— Selected passage —
—————

# Well, I Swan!



## imp (Nov 23, 2015)




----------



## SeaBreeze (Nov 23, 2015)

:clap:


----------



## Shalimar (Nov 23, 2015)

HaHaHaHa.


----------



## NancyNGA (Nov 23, 2015)

Imp, I haven't heard the expression, "I swan," since I was a little kid.  Where did you pick that up?

The woman in the video could be me---some days worse than others.


----------



## imp (Nov 24, 2015)

NancyNGA said:


> Imp, I haven't heard the expression, "I swan," since I was a little kid.  Where did you pick that up?
> 
> The woman in the video could be me---some days worse than others.



Ha! But you do remember hearing it, as I do. Not real sure, but seems like Andy Devine said it once in a movie, where he was so surprised by something, that was all he could say! My wife says her grandma used the phrase, and thinks I picked it up from her, but I never rec all her saying it. We're both getting a little foggy, and me, a bit swoggled, too!    imp


----------



## Agman (Nov 24, 2015)

—————

— Aim 1 —
Can you reproduce the forum thread word for word, everything from "Ha! But you" down to "Agman (Nov 24, 2015)"?

[Detection annotation entries]

—————

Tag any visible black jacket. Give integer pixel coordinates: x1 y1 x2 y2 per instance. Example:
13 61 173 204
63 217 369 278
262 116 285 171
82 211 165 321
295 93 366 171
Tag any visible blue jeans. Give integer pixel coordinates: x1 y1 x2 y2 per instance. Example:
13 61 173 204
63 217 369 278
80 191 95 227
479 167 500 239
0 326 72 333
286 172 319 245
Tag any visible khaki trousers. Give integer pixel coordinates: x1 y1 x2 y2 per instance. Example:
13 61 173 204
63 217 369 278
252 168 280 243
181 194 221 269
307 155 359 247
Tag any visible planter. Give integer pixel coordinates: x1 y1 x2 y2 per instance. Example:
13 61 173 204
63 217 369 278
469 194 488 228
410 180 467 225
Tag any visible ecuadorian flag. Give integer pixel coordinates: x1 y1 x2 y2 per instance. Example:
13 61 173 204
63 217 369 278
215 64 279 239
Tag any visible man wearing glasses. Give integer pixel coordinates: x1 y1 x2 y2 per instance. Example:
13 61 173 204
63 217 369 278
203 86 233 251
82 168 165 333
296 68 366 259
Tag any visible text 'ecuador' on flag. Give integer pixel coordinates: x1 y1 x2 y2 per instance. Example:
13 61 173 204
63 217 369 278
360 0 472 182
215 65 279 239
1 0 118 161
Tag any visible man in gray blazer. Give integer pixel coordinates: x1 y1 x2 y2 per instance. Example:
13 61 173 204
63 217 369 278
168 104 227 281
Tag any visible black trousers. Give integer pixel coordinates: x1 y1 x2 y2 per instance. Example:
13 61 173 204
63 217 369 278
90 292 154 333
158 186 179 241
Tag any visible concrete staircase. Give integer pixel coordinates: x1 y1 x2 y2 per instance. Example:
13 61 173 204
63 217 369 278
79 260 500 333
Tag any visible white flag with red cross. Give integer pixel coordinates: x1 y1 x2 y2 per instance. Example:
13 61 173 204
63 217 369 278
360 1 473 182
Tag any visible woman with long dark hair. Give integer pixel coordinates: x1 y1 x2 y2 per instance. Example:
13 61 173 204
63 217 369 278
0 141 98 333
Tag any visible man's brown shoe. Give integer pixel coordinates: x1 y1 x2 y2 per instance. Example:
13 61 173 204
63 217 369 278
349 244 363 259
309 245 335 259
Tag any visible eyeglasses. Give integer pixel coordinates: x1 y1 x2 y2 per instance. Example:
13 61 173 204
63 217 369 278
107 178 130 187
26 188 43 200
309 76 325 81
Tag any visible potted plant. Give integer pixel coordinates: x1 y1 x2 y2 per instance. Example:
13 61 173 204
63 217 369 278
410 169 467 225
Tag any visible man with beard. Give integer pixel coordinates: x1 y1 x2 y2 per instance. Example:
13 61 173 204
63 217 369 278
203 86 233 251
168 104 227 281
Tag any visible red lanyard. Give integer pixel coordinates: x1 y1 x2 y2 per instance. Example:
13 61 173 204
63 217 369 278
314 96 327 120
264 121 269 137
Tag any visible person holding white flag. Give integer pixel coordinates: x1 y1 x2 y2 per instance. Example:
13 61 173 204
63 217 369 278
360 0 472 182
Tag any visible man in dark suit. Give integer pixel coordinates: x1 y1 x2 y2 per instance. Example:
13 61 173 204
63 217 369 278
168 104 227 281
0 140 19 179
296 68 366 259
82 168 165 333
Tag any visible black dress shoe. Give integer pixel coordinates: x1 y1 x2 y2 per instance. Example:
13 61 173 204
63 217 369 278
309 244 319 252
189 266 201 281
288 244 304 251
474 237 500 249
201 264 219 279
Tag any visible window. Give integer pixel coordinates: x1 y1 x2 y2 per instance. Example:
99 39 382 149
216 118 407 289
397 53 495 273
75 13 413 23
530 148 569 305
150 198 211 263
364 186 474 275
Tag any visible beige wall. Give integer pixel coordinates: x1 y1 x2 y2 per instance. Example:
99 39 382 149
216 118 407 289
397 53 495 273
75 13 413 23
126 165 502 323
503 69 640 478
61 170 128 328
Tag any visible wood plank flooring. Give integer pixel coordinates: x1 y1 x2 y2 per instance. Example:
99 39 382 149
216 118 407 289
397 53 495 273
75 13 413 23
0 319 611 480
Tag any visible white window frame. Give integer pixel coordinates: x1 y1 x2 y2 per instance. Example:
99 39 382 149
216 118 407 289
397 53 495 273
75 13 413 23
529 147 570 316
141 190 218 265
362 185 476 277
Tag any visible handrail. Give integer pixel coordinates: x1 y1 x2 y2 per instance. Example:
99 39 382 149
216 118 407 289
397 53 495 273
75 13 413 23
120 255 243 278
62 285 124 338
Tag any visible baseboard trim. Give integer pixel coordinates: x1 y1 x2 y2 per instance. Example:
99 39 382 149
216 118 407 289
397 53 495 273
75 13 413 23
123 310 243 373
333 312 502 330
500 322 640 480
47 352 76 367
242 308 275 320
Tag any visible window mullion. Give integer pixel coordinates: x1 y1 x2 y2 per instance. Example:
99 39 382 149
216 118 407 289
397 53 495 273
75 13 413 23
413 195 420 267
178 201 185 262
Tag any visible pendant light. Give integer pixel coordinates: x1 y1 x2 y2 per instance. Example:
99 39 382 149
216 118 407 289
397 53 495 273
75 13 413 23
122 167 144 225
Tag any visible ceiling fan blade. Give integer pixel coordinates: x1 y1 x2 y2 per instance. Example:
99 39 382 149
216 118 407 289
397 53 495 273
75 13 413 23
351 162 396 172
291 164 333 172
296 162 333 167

—————

— Aim 2 —
Could you rewrite the entries from the line containing "Tag any visible wood" down to the line containing "0 319 611 480", shifting each answer coordinate up by 112 and leaving every other line, the tagging instruction and sample lines included, unchanged?

— Correct result 1 —
Ha! But you do remember hearing it, as I do. Not real sure, but seems like Andy Devine said it once in a movie, where he was so surprised by something, that was all he could say! My wife says her grandma used the phrase, and thinks I picked it up from her, but I never rec all her saying it. We're both getting a little foggy, and me, a bit swoggled, too!    imp


----------



## Agman (Nov 24, 2015)

— Correct result 2 —
Tag any visible wood plank flooring. Give integer pixel coordinates: x1 y1 x2 y2 per instance. Example:
99 39 382 149
216 118 407 289
397 53 495 273
75 13 413 23
112 431 723 592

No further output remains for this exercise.